Page
......
PPE-Det

This repository provides the implementation and dataset for the paper "PPE-Det: Lightweight Object Detection for Edge Devices", submitted to the 2nd International Conference on Intelligent Systems, Blockchain, and Communication Technologies (ISBCom) 2025.

The project focuses on evaluating lightweight object detection models for detecting helmets and coveralls (red, blue, yellow) in industrial environments. The models are optimized for Raspberry Pi 5 using PyTorch and NCNN frameworks.

Dataset

Overview

The PPE-Det dataset comprises approximately 5,200 images collected to facilitate Personal Protective Equipment (PPE) detection in industrial environments. The primary objective of this PPE-Det dataset is to enhance the accuracy of industrial models by providing diverse object detection samples in real-world scenarios. The images were extracted from a recorded video in an Egyptian industrial setting and split into frames at a rate of 2 frames per second (fps).

Preprocessing and Annotation

The PPE-Det dataset utilizes bounding box annotations to enable object detection. The annotations follow the YOLO format, where each labeled instance is represented by a class ID and four normalized values (center x, center y, width, height) defining the bounding box.

All images were initially auto-labeled using an object detection model. The auto-generated labels were then manually reviewed and corrected for accuracy. All images were resized so that the largest dimension is 640 pixels, while preserving the aspect ratio.

Class Distribution

The PPE-Det dataset contains object instances categorized across three distance ranges: Far, Mid, and Near, representing different levels of detail and resolution. The three distance ranges are quantified as follows:

Near Range: Approximately 2.5-3m
Mid Range: 4-5m
Far Range: 8-10m

These distances refer to the camera height from the ground.

Class ID	Description	Far-Range	Mid-Range	Near-Range	Total Instances
0	Helmet	1,884	3,593	1,878	7,355
1	Blue Coverall	1,412	553	385	2,350
2	Red Coverall	338	1,604	855	2,797
3	Yellow Coverall	341	1,669	905	2,915
Total	-	3,975	7,419	4,023	15,417

Number of Images per Distance Range

Distance Range	Number of Images
Far-Range	1,695
Mid-Range	1,676
Near-Range	1,840
Total	5,211

Data Splits and Organization

The data is split into three subsets: 70% for training, 15% for validation, and 15% for testing.
......
Written task a
Show every line of the entries that contains the string "forest".
The PPE-Det page has no connection to the entries that come after it.
......
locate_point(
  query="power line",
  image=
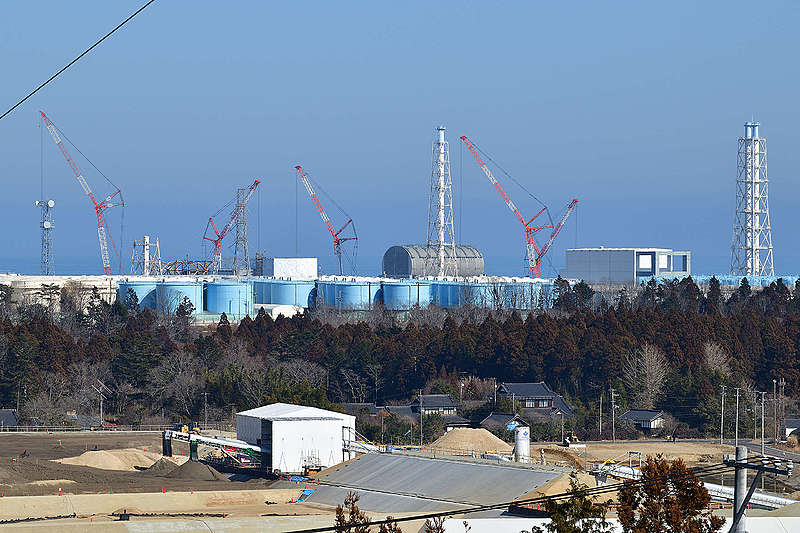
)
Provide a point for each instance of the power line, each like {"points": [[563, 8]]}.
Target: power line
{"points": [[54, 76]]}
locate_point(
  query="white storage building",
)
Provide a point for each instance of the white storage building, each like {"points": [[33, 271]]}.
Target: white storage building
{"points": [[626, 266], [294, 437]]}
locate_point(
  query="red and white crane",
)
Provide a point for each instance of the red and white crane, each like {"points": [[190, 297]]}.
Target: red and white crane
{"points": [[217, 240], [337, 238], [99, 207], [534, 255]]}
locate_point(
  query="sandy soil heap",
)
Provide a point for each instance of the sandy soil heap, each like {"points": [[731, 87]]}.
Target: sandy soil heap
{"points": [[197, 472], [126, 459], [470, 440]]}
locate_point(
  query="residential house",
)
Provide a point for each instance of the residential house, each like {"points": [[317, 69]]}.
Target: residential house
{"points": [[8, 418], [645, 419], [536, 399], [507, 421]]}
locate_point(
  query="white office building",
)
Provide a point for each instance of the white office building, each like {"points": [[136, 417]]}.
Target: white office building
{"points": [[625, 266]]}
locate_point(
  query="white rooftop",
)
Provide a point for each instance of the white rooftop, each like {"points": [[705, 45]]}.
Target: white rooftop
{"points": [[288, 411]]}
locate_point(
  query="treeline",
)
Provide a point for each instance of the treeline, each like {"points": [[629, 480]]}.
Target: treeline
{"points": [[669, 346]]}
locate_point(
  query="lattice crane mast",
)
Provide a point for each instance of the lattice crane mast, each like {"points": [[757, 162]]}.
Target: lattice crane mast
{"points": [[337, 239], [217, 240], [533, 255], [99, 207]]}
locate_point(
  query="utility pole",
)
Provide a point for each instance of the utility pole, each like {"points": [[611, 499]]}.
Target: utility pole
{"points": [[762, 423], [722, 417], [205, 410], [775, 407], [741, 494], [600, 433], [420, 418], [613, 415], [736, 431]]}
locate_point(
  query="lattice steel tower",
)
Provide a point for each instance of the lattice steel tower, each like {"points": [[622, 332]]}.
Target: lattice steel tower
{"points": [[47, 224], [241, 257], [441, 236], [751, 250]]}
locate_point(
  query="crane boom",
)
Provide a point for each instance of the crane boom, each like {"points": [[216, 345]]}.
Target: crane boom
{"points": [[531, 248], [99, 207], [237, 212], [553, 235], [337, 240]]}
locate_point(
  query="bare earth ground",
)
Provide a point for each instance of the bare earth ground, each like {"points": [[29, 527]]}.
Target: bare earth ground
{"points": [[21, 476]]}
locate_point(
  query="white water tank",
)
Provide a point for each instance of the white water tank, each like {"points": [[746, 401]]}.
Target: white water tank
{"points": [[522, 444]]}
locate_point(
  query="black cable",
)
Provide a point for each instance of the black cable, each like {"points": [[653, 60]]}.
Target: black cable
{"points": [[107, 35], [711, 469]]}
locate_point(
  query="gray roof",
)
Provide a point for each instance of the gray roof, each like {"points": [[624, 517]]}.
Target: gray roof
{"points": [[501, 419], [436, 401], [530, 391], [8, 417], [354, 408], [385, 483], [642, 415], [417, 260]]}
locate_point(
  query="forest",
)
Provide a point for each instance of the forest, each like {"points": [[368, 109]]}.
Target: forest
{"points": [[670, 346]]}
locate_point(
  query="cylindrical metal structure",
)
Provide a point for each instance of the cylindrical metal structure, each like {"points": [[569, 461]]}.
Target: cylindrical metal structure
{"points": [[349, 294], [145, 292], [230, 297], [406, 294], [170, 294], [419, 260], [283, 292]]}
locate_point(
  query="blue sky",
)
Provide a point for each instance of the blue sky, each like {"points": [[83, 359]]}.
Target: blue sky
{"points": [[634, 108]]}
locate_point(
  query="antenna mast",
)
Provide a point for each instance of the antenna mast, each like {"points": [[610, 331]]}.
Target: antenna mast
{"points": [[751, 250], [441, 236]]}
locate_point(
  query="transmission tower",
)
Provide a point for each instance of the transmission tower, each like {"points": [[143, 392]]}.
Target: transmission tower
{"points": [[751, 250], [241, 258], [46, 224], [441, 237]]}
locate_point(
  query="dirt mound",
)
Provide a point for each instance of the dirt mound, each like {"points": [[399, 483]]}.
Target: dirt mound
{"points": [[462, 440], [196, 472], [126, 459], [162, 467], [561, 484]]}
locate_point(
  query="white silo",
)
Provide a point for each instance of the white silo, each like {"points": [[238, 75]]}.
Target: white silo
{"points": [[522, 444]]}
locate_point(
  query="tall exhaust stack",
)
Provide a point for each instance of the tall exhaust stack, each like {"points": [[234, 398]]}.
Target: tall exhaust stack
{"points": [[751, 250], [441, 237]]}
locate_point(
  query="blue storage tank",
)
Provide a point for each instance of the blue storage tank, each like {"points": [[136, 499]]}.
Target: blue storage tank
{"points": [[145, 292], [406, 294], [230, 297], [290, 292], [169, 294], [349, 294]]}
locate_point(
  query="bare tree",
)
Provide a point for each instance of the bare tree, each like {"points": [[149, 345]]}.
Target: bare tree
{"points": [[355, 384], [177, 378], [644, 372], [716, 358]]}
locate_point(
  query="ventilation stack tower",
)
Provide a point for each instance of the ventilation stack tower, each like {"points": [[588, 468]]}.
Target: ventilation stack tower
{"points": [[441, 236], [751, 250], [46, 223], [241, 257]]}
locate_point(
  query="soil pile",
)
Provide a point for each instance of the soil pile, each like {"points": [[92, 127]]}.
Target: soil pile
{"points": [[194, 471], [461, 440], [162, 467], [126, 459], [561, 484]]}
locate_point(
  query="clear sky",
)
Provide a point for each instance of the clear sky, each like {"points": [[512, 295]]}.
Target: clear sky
......
Written task b
Does the PPE-Det page agree with each statement: (i) the video was split into frames at 2 frames per second, (ii) 20% of the data is set aside for validation, (iii) the auto-generated labels were used without any manual review? Answer yes or no for each, quoting the words of the PPE-Det page that decide it.

Written solution a
  query="forest",
Provide a point for each instance of the forest, each like {"points": [[368, 109]]}.
Target: forest

Written solution b
(i) Yes: "split into frames at a rate of 2 frames per second (fps)"
(ii) No: "15% for validation"
(iii) No: "The auto-generated labels were then manually reviewed and corrected for accuracy."